## Begin Record set

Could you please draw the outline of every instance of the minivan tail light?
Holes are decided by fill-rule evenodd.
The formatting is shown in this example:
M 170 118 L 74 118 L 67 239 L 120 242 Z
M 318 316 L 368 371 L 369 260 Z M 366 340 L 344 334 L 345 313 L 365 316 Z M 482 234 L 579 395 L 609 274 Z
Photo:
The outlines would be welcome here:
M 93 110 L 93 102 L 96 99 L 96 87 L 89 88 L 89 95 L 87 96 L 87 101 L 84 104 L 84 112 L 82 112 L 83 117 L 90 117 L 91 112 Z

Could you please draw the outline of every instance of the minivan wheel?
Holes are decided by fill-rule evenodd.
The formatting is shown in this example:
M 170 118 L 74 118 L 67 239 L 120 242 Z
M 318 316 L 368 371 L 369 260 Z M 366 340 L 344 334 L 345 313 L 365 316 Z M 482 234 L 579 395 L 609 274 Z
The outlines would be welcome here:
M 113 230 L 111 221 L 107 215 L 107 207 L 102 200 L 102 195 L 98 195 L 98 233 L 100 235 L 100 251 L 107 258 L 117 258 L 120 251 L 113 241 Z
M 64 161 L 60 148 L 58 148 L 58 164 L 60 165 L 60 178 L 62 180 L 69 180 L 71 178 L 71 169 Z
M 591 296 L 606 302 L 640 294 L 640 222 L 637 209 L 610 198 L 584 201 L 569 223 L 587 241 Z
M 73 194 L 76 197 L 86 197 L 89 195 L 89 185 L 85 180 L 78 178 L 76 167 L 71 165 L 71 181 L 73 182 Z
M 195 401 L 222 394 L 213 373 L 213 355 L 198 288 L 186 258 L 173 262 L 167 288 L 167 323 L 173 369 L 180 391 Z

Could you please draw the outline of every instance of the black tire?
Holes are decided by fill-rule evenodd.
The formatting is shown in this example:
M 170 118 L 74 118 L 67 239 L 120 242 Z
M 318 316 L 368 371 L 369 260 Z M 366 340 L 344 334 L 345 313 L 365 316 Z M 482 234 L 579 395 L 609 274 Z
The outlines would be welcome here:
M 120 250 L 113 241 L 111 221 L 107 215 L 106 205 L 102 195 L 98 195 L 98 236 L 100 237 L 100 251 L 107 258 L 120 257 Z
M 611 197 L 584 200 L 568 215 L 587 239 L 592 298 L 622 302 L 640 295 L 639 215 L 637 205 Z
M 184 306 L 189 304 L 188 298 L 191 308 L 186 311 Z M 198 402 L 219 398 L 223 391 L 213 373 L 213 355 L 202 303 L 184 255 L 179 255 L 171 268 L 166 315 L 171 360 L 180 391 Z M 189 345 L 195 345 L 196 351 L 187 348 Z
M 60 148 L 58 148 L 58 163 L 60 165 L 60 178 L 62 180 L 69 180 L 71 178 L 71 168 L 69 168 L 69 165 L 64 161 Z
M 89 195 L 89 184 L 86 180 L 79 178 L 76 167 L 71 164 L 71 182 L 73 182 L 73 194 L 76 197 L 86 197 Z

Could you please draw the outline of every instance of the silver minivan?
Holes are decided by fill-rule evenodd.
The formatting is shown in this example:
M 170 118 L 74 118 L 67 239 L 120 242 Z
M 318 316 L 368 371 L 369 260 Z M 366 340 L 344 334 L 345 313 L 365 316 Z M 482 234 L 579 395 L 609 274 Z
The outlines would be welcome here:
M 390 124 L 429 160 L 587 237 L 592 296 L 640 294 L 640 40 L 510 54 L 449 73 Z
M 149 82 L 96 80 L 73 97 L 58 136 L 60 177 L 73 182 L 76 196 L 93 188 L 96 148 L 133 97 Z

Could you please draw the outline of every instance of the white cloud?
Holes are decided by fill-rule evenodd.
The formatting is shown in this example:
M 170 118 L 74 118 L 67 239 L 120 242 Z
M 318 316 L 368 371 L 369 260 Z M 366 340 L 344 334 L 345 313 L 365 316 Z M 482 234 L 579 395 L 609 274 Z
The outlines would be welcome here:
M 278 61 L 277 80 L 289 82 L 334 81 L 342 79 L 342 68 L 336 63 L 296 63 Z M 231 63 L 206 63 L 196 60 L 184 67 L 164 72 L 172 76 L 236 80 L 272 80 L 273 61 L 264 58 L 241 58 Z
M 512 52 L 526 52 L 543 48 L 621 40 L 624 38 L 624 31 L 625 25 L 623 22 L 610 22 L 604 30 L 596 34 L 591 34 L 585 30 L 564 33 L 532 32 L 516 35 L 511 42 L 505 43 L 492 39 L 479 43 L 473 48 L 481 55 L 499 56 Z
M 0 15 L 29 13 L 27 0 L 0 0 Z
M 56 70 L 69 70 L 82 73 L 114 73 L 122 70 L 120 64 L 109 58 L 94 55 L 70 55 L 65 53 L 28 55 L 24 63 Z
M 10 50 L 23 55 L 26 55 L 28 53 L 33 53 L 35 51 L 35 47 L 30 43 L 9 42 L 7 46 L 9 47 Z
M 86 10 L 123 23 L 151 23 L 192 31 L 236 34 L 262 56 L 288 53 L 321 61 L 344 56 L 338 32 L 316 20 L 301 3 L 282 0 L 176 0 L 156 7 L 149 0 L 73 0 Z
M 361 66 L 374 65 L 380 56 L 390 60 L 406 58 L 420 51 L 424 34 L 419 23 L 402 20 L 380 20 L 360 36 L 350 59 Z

## End Record set

■ **Brief**
Rename "black tire" to "rubber tire" in the stretch from the line containing "the black tire?" through the line containing "M 60 148 L 58", and give those lines back with nothing else changed.

■ **Reply to the exercise**
Could you please draw the outline of every instance of the rubber tire?
Holes are decided by fill-rule evenodd.
The formatting is shown in this example:
M 170 118 L 74 118 L 67 239 L 120 242 Z
M 318 316 L 368 371 L 369 260 Z M 366 340 L 344 334 L 345 313 L 365 316 Z M 482 234 L 579 395 L 609 274 Z
The outlines would be welcome here:
M 120 250 L 113 241 L 111 221 L 107 215 L 106 205 L 102 195 L 98 195 L 98 236 L 100 237 L 100 251 L 107 258 L 120 257 Z
M 611 197 L 584 200 L 568 215 L 587 239 L 592 298 L 622 302 L 640 295 L 639 215 L 637 205 Z
M 184 306 L 189 304 L 188 298 L 191 308 L 186 311 Z M 198 402 L 219 398 L 223 391 L 213 373 L 213 355 L 202 303 L 184 255 L 179 255 L 171 268 L 166 315 L 171 360 L 180 391 Z M 189 345 L 195 345 L 196 351 L 187 348 Z
M 60 148 L 58 148 L 58 163 L 60 165 L 60 178 L 62 180 L 69 180 L 71 178 L 71 168 L 69 168 L 69 165 L 64 161 Z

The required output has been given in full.